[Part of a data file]
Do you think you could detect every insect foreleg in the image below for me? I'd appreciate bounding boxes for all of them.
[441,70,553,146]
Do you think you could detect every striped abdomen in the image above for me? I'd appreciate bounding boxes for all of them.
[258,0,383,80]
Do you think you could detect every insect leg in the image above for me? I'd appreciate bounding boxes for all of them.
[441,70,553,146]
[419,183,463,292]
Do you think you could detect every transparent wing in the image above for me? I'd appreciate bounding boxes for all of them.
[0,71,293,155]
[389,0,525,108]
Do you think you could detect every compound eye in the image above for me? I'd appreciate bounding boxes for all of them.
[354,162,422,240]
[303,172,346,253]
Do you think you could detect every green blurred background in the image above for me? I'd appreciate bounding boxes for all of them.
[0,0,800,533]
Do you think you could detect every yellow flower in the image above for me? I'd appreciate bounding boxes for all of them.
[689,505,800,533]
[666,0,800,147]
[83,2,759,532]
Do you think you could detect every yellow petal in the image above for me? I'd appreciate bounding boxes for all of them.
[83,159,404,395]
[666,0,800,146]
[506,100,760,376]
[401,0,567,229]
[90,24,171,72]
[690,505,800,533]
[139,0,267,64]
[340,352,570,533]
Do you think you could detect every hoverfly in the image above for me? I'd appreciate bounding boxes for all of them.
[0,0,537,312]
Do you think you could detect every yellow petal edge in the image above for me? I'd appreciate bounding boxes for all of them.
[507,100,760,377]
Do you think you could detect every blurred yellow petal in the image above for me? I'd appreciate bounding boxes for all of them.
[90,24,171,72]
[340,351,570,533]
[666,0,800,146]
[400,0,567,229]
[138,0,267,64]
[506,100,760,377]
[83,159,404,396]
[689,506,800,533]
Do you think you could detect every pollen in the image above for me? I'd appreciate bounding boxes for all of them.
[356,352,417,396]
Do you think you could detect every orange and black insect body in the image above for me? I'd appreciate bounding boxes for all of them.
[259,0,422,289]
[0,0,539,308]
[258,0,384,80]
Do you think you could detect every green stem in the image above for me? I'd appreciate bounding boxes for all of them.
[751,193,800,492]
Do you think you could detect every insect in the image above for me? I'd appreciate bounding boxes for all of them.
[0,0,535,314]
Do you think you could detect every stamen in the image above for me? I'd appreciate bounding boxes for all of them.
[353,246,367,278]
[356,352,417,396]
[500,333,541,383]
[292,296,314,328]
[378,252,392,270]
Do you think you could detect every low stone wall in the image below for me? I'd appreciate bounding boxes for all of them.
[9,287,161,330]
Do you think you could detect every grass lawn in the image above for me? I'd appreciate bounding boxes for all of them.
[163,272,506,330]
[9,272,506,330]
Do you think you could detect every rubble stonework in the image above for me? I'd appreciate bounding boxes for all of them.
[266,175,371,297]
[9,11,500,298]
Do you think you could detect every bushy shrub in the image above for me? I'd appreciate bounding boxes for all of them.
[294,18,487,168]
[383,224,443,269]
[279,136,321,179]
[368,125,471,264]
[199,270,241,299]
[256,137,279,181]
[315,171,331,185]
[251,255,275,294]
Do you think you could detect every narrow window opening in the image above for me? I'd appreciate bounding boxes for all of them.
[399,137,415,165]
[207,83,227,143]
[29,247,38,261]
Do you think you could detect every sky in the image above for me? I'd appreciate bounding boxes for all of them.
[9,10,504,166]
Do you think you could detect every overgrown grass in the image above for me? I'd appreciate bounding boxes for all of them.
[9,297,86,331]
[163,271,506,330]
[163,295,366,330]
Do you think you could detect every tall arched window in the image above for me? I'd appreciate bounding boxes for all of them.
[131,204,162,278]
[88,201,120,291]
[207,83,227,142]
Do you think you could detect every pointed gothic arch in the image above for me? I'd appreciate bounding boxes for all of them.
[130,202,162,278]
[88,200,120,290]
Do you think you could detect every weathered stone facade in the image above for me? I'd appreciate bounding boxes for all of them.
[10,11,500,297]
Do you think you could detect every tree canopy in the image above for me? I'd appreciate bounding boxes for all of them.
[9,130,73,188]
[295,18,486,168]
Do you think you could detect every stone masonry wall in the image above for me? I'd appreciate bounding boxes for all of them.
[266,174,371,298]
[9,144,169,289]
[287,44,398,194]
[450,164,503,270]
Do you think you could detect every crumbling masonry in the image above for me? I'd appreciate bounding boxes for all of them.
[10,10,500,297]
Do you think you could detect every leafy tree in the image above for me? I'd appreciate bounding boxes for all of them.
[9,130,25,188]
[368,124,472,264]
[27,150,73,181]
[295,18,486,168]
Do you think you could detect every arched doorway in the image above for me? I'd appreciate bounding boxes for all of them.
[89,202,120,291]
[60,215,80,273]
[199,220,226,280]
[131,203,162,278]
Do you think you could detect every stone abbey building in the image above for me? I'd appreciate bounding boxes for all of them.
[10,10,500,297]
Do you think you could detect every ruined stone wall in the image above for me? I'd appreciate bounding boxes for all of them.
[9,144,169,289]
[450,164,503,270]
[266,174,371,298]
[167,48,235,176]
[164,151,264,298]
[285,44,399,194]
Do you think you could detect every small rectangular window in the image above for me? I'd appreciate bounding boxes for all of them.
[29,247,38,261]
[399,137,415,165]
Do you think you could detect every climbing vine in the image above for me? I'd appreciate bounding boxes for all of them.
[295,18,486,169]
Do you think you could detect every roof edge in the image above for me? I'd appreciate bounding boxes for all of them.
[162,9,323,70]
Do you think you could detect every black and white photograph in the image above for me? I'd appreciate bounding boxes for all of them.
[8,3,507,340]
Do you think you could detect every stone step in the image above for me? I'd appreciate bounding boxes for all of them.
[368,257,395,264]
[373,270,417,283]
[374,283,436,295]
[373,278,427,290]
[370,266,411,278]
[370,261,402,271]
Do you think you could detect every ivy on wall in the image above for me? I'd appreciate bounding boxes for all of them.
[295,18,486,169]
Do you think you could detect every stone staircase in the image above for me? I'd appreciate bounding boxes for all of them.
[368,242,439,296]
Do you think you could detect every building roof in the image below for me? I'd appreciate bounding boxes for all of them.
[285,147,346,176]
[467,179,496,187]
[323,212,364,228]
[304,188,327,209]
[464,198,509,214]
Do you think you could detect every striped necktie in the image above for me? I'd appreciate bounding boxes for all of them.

◆ **INSTRUCTIONS FOR THE TASK**
Write out every one of the records above again, keeping each line the same.

◆ **SOLUTION TO THIS EXERCISE**
Do you think you could detect every insect foreleg in the image below for me? I'd appreciate bounding boxes for all of them.
[441,70,553,146]
Do you think you could detect every striped abdomen in the image above for me? I'd appreciate bounding boxes for all of them.
[258,0,383,80]
Do you think you could detect every insect leg in the image above for me? I'd appreciate bounding boxes for all of them.
[441,70,553,146]
[419,183,463,292]
Do you think you could detect every transparent wing in the image above for me? I'd appreciate bounding boxes for all of them.
[0,71,293,155]
[389,0,525,108]
Do you think you could detect every compound eye in the image above for me? I'd appreciate bounding boxes for all of them.
[354,162,422,240]
[303,172,346,253]
Do you think you could detect every green blurred background in the image above for me? I'd appreciate bounding boxes for all of them.
[0,0,800,533]
Do you think you could detect every yellow flower in the image above for me? I'd appreciate bounding boxes for all of them.
[689,505,800,533]
[666,0,800,147]
[83,2,759,532]
Do you think you could detect every yellow petal in the image above for me? I'd appreciate bounding boxes for all of them.
[83,159,404,395]
[666,0,800,146]
[506,100,760,376]
[401,0,567,229]
[90,24,171,72]
[690,505,800,533]
[139,0,267,64]
[340,352,570,533]
Do you think you could detect every hoverfly in the image above for me? I'd appreciate bounding boxes for all of them.
[0,0,537,312]
Do you think you could detect every yellow petal edge in the image above for me? I'd appreciate bounding boxes for all of them.
[507,100,760,377]
Do you think you could detect every blurred yellow petal in the image above for me? I'd appreciate bounding boxes for all of them.
[90,24,171,72]
[340,351,570,533]
[666,0,800,146]
[400,0,567,229]
[138,0,267,64]
[506,100,760,377]
[83,159,404,396]
[689,506,800,533]
Do you think you could detect every pollen in the image above for me? I'd appreciate bounding boxes for all of them.
[356,352,417,396]
Do you think you could detect every orange and black insect body in the image above for me? I'd appreciate bounding boxes for all of them.
[259,0,422,289]
[0,0,539,308]
[258,0,384,80]
Do you think you could detect every green stem in the image above for me? I'd appreciate bounding boxes for all of them.
[751,193,800,492]
Do you think you could detect every insect in the image above for me? I'd appreciate bounding boxes for all of them.
[0,0,535,314]
Do you think you could detect every stamen in the image above for me? I'd appreciate bounding boxes for all of them.
[353,246,367,278]
[356,352,417,396]
[500,333,541,383]
[292,296,314,328]
[378,252,392,270]
Do you think you could detect every low stone wall in the image below for me? I'd appreciate bounding boxes for all of them.
[9,287,161,330]
Do you think you could detect every grass lawn in the image above for me? I'd appreciate bounding boxes for all of them.
[163,272,506,330]
[9,272,506,330]
Do you think you could detect every rubble stonework in the image above for me? I'd appreciate bounding boxes for all of them.
[266,175,371,297]
[9,11,500,298]
Do you think you could detect every bushy shrub in the image above for me? I'd appreciate bounding boxes for all of them.
[294,18,487,168]
[383,224,443,269]
[279,136,321,179]
[368,125,471,264]
[199,270,241,299]
[256,137,279,181]
[315,171,331,185]
[251,255,275,294]
Do you think you could detect every narrow window opening in the image above for me? I'd appreciate bounding boxes for all of them.
[399,137,415,165]
[207,83,227,143]
[29,247,38,261]
Do you think you could detect every sky in the image above for me? I'd appreciate bounding boxes for all of them.
[9,10,504,166]
Do you think you could detect every overgrown grass in the image above for me? I'd appreciate bounding boxes for all of them.
[9,297,86,331]
[163,271,506,330]
[163,295,366,330]
Do you think you could detect every tall arched window in the image above for me? I'd appreciate bounding boxes for all of them.
[131,204,162,278]
[88,201,120,291]
[207,83,227,142]
Do you think you could detect every pointed gothic arch in the image above for me? I'd appreciate bounding boxes for all of them.
[130,202,162,278]
[88,200,120,290]
Do you think you could detect every weathered stone facade in the image above for me? I'd appreciate bounding boxes for all of them.
[10,11,500,297]
Do you think you could detect every tree canopy in the image above for me? I'd appreciate bounding boxes for all of them.
[9,130,73,188]
[295,18,486,168]
Do you think you could detect every stone masonry wall in the image above for me? I'd appreciate bounding boxes for all of them.
[266,174,371,298]
[9,144,169,289]
[287,44,398,194]
[450,164,503,270]
Do you think you could detect every crumbling masonry in the image above for me? I'd appreciate bounding boxes for all of them.
[10,10,500,297]
Do you think you could detect every leafy tree in the image above for me? I'd appreciate bounding boxes for all of them.
[9,130,25,188]
[368,124,472,264]
[27,150,73,181]
[295,18,486,168]
Do you think you could detect every arched doorway in the image above for me? I'd appreciate bounding boxes for all of them.
[89,202,120,291]
[60,215,80,273]
[199,220,226,280]
[131,203,162,278]
Do you think you could detect every stone abbey building in the image above for me? I'd appreciate bounding boxes for all of them.
[10,10,500,297]
Do you think you could detect every ruined stone wall in the image above for me? I'd appreciate bounding boxes for all of them.
[9,144,169,289]
[450,164,503,270]
[266,174,371,298]
[167,48,235,176]
[164,151,264,298]
[285,44,399,194]
Do you think you could detect every small rectangular window in the image above for me? I'd appreciate bounding boxes for all of them.
[29,247,38,261]
[399,137,415,165]
Do you think you could detect every climbing vine in the image above for me? I'd appreciate bounding boxes for all of them.
[295,18,486,169]
Do you think you could detect every roof edge in the image above for me? I'd appreciate bounding boxes for all of them.
[162,9,323,70]
Do you think you could detect every black and white photograph in the image above for me? I'd appreciate bounding boxes for all of them.
[8,3,507,340]
Do you think you could detect every stone step in the image above for me? I'd appreciate bounding boxes for all of them.
[368,257,395,264]
[373,270,417,283]
[374,283,436,295]
[373,278,427,290]
[370,266,411,278]
[370,261,402,271]
Do you think you could detect every ivy on wall in the image above for me? I'd appreciate bounding boxes for all of them.
[295,18,486,169]
Do you think you could detect every stone staircase in the image above for me? I'd appreciate bounding boxes for all of them.
[368,242,439,296]
Do you think you could detect every building roof in the image below for me? I'd appreciate bounding boxes for all of them.
[285,147,346,176]
[467,179,496,187]
[323,212,364,228]
[304,188,327,209]
[464,198,509,214]
Do you think you could detect every striped necktie in the image above for me? I'd appreciate bounding boxes for all of them.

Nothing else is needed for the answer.